── DATA SHOWN ──

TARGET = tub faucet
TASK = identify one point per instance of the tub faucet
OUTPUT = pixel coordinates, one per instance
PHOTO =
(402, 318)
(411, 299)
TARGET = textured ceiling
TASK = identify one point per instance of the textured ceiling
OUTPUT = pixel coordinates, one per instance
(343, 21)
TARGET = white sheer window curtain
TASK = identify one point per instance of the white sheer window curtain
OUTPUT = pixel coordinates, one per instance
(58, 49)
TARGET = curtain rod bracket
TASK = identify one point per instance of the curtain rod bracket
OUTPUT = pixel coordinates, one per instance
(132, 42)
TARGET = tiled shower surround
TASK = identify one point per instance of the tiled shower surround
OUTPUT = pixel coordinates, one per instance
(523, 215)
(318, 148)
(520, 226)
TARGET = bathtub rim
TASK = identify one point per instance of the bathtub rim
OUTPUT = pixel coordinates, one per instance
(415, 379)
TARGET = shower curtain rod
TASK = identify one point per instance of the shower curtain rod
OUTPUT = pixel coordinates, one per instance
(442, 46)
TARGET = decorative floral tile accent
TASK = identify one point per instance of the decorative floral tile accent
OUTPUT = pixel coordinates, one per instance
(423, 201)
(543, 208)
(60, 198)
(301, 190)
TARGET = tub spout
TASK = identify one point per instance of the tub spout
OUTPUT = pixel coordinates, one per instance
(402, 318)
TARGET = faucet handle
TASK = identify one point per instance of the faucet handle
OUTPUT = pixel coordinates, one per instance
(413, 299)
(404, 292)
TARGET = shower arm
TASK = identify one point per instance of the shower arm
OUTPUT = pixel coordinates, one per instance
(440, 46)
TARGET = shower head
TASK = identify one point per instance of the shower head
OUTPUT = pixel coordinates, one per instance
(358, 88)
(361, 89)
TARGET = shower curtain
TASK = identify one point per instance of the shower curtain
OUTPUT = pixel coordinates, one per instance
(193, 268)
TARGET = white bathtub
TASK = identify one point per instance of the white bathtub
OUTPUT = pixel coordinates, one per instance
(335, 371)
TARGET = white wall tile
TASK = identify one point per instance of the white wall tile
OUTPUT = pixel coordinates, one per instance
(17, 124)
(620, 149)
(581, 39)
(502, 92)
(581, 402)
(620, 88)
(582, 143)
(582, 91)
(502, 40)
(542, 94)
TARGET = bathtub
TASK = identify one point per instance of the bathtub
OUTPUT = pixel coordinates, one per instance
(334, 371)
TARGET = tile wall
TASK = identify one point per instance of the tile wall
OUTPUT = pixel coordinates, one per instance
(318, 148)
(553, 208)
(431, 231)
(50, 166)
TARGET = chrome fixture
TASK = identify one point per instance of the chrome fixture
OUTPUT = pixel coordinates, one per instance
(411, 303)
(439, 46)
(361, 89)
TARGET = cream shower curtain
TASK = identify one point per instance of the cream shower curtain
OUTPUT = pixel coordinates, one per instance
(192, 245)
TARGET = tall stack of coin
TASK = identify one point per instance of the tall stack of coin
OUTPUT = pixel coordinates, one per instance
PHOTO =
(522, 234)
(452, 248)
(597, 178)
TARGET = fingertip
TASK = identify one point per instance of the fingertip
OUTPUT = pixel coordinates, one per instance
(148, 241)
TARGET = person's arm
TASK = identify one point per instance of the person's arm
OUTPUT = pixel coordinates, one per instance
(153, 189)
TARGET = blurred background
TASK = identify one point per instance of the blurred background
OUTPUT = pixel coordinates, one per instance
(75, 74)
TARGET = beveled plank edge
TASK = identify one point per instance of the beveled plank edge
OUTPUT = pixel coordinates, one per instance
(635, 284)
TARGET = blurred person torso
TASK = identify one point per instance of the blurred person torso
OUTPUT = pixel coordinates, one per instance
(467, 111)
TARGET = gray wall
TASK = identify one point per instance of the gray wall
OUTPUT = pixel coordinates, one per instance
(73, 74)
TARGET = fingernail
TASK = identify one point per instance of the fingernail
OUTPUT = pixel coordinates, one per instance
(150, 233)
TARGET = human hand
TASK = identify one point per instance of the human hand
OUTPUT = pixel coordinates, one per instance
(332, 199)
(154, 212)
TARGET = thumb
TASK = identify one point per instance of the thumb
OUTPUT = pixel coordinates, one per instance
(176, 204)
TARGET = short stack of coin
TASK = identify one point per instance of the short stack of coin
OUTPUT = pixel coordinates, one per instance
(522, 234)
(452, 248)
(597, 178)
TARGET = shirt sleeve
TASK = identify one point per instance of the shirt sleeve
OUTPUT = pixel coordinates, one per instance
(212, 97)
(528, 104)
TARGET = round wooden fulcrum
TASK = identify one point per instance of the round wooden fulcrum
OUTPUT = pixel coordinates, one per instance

───

The entire set of entries, and nothing else, should be set down exactly.

TARGET = tub faucet
TASK = identify one point per instance of the tub faucet
OUTPUT = pixel coordinates, one per instance
PHOTO =
(402, 318)
(411, 299)
TARGET = textured ceiling
TASK = identify one point per instance of the textured ceiling
OUTPUT = pixel coordinates, one per instance
(343, 21)
TARGET = white sheer window curtain
TASK = identify one point per instance of the white sheer window curtain
OUTPUT = pixel coordinates, one per instance
(58, 49)
TARGET = curtain rod bracket
TASK = identify one point per instance of the curtain rod bracket
OUTPUT = pixel coordinates, one per instance
(132, 42)
TARGET = tiled shower surround
TASK = identify one point per instance of the tiled shower surround
OUTPUT = pixel coordinates, one per instance
(523, 215)
(318, 148)
(520, 226)
TARGET = bathtub rim
TASK = identify one point per instance of the bathtub rim
OUTPUT = pixel coordinates, one per instance
(415, 379)
TARGET = shower curtain rod
TASK = identify one point per instance of the shower curtain rod
OUTPUT = pixel coordinates, one per instance
(442, 46)
TARGET = decorative floral tile accent
TASK = identify one point per instance of the decorative floral tile accent
OUTPUT = pixel coordinates, one per instance
(423, 201)
(543, 208)
(60, 198)
(301, 190)
TARGET = tub spout
TASK = identify one point per instance of the tub spout
OUTPUT = pixel coordinates, one per instance
(402, 318)
TARGET = faucet handle
TASK = identify one point per instance of the faucet handle
OUTPUT = pixel coordinates, one per instance
(413, 299)
(404, 292)
TARGET = shower arm
TASK = identify one point per instance of the shower arm
OUTPUT = pixel coordinates, one per instance
(440, 46)
TARGET = shower head
TASK = identify one point per instance of the shower head
OUTPUT = pixel coordinates, one per instance
(358, 88)
(361, 89)
TARGET = shower curtain
TASK = identify one point per instance of the shower curtain
OUTPUT = pixel coordinates, one per instance
(193, 268)
TARGET = white bathtub
TASK = identify one point per instance of the white bathtub
OUTPUT = pixel coordinates, one per instance
(335, 371)
TARGET = white wall tile
TASK = identify one point per instance of the white wall tile
OUTPUT = pixel coordinates, one per instance
(17, 124)
(620, 149)
(581, 39)
(502, 92)
(581, 402)
(620, 88)
(582, 143)
(582, 91)
(502, 40)
(542, 94)
TARGET = bathtub
TASK = identify one point per instance of the bathtub
OUTPUT = pixel coordinates, one per instance
(334, 371)
TARGET = tile wall
TASK = identify one point per instance of the tile wall
OUTPUT = pixel coordinates, one per instance
(318, 148)
(553, 208)
(431, 231)
(50, 166)
TARGET = chrome fixture
TASK = identify one point per instance of the chrome fixture
OUTPUT = pixel coordinates, one per instance
(411, 303)
(439, 46)
(361, 89)
TARGET = cream shower curtain
TASK = identify one point per instance of the cream shower curtain
OUTPUT = pixel coordinates, one per instance
(192, 245)
TARGET = tall stack of coin
TASK = identify one point per instance of the tall stack of coin
OUTPUT = pixel coordinates, one per instance
PHOTO =
(522, 234)
(452, 248)
(597, 178)
TARGET = fingertip
TASK = identify one point per instance of the fingertip
OUTPUT = pixel coordinates, one per instance
(148, 241)
TARGET = person's arm
TASK = identify one point per instance of the person's arm
OUTPUT = pixel coordinates, one per instance
(153, 189)
TARGET = blurred background
TASK = identify one point per instance of the blurred background
OUTPUT = pixel coordinates, one per instance
(75, 74)
TARGET = beveled plank edge
TASK = identify one point per instance of the beveled plank edge
OUTPUT = pixel coordinates, one per instance
(635, 284)
TARGET = blurred person torso
TASK = identify one point per instance of the blurred person torso
OUTPUT = pixel coordinates, one per instance
(467, 111)
TARGET = gray wall
TASK = identify one point per instance of the gray wall
OUTPUT = pixel coordinates, one per instance
(73, 74)
TARGET = fingernail
TASK = identify one point per instance of the fingernail
OUTPUT = pixel coordinates, one per instance
(150, 233)
TARGET = human hand
TASK = identify one point per instance of the human hand
OUTPUT = pixel coordinates, one per instance
(332, 199)
(154, 212)
TARGET = thumb
TASK = identify one point per instance of the thumb
OUTPUT = pixel coordinates, one per instance
(176, 204)
TARGET = short stack of coin
TASK = identify one point per instance of the short stack of coin
OUTPUT = pixel coordinates, one per instance
(522, 234)
(452, 248)
(597, 178)
TARGET = shirt sleeve
TASK = identify one point per instance of the shirt sleeve
OUTPUT = pixel coordinates, one per instance
(212, 97)
(528, 104)
TARGET = round wooden fulcrum
TASK = identify one point per instance of the round wooden fulcrum
OUTPUT = pixel coordinates, one per instance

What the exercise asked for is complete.